» **What is being asked**: Say only how many lines in the entries below contain the word "shower".

» **Provided material**:
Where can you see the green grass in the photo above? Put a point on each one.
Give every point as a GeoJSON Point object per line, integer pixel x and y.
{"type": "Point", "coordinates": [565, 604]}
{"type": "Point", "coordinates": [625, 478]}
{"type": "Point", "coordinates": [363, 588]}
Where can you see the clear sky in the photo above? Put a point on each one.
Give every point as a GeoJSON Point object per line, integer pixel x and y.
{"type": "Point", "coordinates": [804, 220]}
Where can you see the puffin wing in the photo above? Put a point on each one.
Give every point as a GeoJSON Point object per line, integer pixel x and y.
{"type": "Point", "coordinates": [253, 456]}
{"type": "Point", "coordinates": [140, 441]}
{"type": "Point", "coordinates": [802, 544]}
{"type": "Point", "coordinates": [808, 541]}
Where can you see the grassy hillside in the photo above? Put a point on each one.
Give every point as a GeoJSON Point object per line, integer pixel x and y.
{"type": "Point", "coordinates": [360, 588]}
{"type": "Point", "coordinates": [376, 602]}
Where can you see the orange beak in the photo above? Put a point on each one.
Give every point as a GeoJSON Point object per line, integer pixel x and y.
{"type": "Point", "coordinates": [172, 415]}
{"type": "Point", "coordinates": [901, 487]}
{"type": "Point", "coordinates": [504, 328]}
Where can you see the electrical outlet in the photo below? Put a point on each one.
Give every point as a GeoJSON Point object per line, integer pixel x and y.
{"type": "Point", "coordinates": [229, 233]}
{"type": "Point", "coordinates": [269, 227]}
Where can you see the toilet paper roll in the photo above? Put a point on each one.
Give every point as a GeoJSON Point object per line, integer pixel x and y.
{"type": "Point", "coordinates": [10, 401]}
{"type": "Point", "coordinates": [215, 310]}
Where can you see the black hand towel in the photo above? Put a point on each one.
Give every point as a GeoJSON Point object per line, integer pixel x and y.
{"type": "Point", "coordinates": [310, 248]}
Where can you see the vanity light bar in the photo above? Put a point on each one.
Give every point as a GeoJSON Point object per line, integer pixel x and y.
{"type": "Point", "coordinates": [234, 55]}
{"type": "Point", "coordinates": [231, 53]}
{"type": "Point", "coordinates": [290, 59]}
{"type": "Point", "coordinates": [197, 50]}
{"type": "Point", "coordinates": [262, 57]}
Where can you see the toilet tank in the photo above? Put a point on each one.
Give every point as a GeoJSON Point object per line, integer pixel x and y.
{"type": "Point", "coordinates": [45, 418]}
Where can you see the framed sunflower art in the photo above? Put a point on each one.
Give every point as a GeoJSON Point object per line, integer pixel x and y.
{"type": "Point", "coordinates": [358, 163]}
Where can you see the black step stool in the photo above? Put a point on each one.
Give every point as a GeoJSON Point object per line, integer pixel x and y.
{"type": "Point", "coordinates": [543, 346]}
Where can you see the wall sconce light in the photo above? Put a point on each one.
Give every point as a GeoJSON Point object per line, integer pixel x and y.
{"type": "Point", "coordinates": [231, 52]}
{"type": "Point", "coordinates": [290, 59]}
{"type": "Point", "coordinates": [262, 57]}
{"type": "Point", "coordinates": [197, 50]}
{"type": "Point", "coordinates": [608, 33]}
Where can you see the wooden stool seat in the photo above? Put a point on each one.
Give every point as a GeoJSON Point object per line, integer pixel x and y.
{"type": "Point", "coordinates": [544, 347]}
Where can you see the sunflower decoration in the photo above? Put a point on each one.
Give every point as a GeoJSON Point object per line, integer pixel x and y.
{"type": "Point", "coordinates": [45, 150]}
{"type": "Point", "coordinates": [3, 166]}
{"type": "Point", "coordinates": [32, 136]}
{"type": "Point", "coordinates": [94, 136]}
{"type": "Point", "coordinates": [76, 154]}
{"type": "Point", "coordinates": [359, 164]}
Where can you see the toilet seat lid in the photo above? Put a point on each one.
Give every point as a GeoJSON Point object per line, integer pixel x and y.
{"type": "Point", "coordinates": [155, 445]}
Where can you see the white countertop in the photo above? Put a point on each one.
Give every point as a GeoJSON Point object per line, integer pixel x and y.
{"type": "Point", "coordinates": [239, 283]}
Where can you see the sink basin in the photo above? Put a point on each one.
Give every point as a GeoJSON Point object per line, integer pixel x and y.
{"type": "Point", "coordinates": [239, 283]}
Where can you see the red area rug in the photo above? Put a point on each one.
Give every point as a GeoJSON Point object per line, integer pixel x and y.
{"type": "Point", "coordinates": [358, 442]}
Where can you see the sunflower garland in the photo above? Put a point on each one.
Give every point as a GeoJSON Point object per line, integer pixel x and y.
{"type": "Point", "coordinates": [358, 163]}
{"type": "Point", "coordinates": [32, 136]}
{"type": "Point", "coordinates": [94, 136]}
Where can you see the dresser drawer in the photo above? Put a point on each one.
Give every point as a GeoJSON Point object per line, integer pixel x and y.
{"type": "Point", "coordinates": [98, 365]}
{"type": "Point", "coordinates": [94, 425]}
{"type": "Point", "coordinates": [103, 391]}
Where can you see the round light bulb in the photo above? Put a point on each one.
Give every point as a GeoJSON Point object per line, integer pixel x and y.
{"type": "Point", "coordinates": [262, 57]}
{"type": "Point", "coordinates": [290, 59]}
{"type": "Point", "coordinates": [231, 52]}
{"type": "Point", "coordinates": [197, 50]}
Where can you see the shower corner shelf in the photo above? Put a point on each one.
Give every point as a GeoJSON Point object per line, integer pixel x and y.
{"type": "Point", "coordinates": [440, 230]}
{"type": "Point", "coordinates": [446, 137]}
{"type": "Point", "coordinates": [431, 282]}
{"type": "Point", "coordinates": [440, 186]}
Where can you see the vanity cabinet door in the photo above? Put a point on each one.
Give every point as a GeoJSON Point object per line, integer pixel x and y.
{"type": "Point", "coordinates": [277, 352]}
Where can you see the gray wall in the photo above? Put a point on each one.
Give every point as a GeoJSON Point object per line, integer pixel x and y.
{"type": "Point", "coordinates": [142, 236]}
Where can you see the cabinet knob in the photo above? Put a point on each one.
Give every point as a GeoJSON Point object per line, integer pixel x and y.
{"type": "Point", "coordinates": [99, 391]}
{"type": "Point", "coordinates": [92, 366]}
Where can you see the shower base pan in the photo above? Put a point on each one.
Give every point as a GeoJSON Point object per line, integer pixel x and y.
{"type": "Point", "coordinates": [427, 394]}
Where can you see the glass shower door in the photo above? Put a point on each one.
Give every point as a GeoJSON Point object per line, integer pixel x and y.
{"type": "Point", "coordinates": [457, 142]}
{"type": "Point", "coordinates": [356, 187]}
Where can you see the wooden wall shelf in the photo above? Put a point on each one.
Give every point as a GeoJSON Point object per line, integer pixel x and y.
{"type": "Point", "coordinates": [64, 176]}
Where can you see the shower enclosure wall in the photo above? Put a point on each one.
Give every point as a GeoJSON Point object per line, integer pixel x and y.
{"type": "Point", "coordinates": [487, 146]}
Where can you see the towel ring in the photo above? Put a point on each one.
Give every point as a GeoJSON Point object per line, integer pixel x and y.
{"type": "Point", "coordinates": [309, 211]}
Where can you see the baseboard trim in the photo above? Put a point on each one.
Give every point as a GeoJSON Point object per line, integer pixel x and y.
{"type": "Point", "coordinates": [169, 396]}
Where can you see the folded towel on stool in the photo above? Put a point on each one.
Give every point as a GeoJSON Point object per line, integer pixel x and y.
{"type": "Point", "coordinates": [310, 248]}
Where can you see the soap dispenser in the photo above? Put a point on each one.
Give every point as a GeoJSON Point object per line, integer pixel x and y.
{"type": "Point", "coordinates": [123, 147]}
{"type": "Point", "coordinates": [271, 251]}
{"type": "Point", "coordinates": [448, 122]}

» **Solution below**: 4